◆ Extracted data entries:

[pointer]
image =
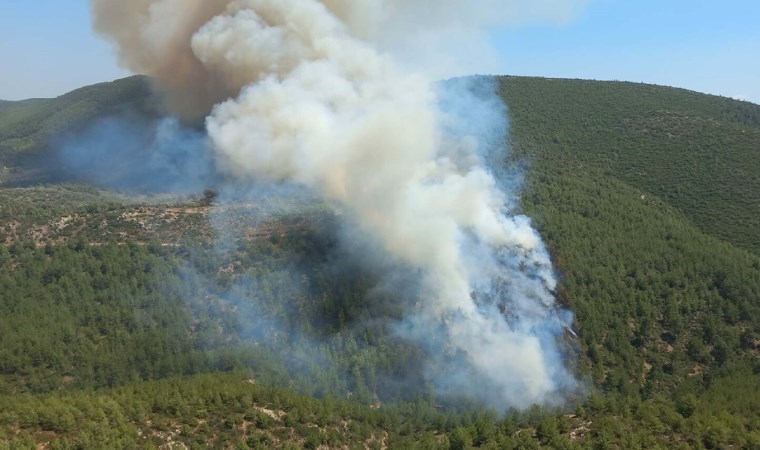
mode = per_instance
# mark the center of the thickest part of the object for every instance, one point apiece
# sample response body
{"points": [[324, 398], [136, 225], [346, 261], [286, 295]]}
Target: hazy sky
{"points": [[47, 47]]}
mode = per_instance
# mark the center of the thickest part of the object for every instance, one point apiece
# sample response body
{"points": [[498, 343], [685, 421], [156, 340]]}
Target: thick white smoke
{"points": [[308, 91]]}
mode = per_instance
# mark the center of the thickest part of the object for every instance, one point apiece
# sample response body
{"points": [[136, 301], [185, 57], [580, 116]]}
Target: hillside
{"points": [[137, 322]]}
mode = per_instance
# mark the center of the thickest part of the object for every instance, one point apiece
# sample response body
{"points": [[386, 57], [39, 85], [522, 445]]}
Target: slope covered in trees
{"points": [[137, 316]]}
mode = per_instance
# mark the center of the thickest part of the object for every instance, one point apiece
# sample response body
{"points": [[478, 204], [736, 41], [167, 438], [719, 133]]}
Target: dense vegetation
{"points": [[131, 322]]}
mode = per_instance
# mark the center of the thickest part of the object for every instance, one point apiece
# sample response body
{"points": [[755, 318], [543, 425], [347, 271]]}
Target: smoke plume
{"points": [[325, 94]]}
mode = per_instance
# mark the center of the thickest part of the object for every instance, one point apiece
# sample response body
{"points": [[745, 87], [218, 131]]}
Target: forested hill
{"points": [[698, 153], [125, 324], [28, 124]]}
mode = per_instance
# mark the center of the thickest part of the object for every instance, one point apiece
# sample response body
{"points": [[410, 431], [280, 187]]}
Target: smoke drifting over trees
{"points": [[320, 94]]}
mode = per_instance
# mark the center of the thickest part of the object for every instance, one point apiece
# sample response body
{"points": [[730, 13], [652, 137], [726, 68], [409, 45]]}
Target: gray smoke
{"points": [[310, 92]]}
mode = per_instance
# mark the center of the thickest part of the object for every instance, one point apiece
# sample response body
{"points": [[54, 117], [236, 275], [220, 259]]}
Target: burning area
{"points": [[336, 96]]}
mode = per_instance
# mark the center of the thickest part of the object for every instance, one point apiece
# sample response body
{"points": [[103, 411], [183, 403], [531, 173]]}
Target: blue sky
{"points": [[47, 47]]}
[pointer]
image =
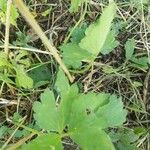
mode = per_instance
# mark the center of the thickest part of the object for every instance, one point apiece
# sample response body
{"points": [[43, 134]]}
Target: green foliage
{"points": [[22, 79], [45, 142], [40, 75], [16, 68], [124, 139], [75, 5], [96, 33], [87, 43], [13, 13], [129, 48], [111, 43], [85, 116], [141, 62]]}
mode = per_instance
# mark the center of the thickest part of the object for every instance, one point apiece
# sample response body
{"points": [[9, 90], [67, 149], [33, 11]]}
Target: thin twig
{"points": [[7, 26]]}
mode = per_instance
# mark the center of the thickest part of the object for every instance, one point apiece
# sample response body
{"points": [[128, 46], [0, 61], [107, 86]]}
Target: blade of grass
{"points": [[33, 23], [7, 26]]}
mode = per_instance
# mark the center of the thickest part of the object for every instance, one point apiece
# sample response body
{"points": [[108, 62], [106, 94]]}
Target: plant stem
{"points": [[33, 23], [76, 25]]}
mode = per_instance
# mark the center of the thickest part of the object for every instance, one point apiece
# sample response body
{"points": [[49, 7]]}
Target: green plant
{"points": [[91, 41], [85, 118], [14, 14], [16, 66]]}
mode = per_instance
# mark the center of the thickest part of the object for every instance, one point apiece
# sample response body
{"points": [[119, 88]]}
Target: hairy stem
{"points": [[33, 23]]}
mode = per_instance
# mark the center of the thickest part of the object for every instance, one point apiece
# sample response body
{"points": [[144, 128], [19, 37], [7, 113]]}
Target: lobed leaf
{"points": [[46, 113]]}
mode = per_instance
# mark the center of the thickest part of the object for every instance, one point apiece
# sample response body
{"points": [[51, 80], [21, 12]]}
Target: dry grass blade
{"points": [[6, 47], [33, 23]]}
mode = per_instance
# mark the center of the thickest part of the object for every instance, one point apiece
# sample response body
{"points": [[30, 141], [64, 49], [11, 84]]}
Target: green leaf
{"points": [[96, 33], [129, 48], [78, 34], [62, 83], [66, 104], [44, 142], [141, 63], [6, 79], [95, 109], [22, 79], [46, 113], [111, 43], [115, 108], [92, 139], [73, 55], [75, 5], [41, 75]]}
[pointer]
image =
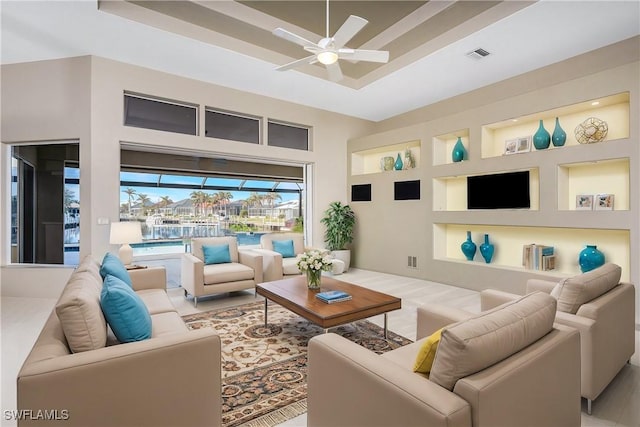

◆ Requirements: Locate every line in the data above that contains the string "grass", and copy each of those lines.

◆ Solution for this task:
Target: blade of grass
Target: dry grass blade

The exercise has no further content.